EXCERPT PROVIDED:
++++++++++++++++++++

Natural Wine: What It Actually Is and Why It Divides Opinion

Natural wine is the most contested category in the wine world — defended with near-religious conviction by its proponents and dismissed with equal force by traditionalists. Here is what it actually is, stripped of the ideology.

The Definition Problem

Natural wine has no legal definition. The term is used loosely to describe wine made with minimal intervention — but “minimal” is undefined. The general characteristics that natural wine producers aim for: organic or biodynamic viticulture (no synthetic pesticides or herbicides in the vineyard), hand harvesting, native/wild yeasts (the yeasts present on the grape skins, rather than commercially cultured strains inoculated into the must), no (or very low) added sulphites (SO₂ — the preservative used in almost all conventional wine), no fining agents (proteins added to clarify the wine), no filtration. The result when done well: wines that are more expressive of place and vintage (terroir), with a broader flavour complexity than highly processed conventional wine. The result when done badly: wines that are unstable, oxidised, contaminated by unwanted bacteria, or simply flawed and unpleasant.

++++++++++++++++++++

ACTION ITEM: Please reproduce the natural wine article word for word, beginning at the words "Natural wine is" and stopping after "of the ideology.". Work only from the natural wine article.

DATA BELOW:
++++++++++++++++++++

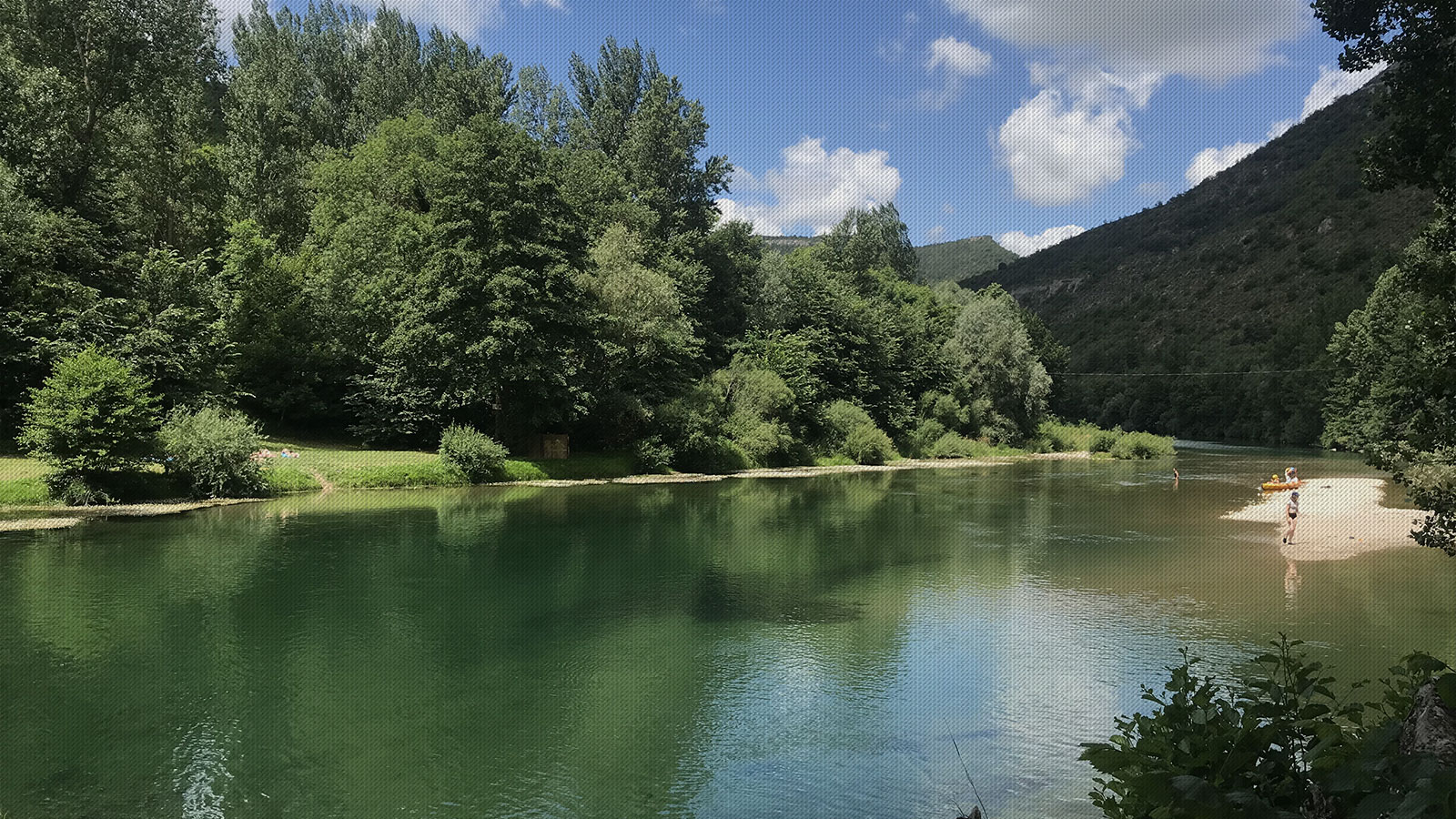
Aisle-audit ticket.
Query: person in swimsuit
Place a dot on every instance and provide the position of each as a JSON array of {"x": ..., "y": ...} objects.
[{"x": 1290, "y": 513}]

++++++++++++++++++++

SOLUTION FOR THIS PROBLEM:
Natural wine is the most contested category in the wine world — defended with near-religious conviction by its proponents and dismissed with equal force by traditionalists. Here is what it actually is, stripped of the ideology.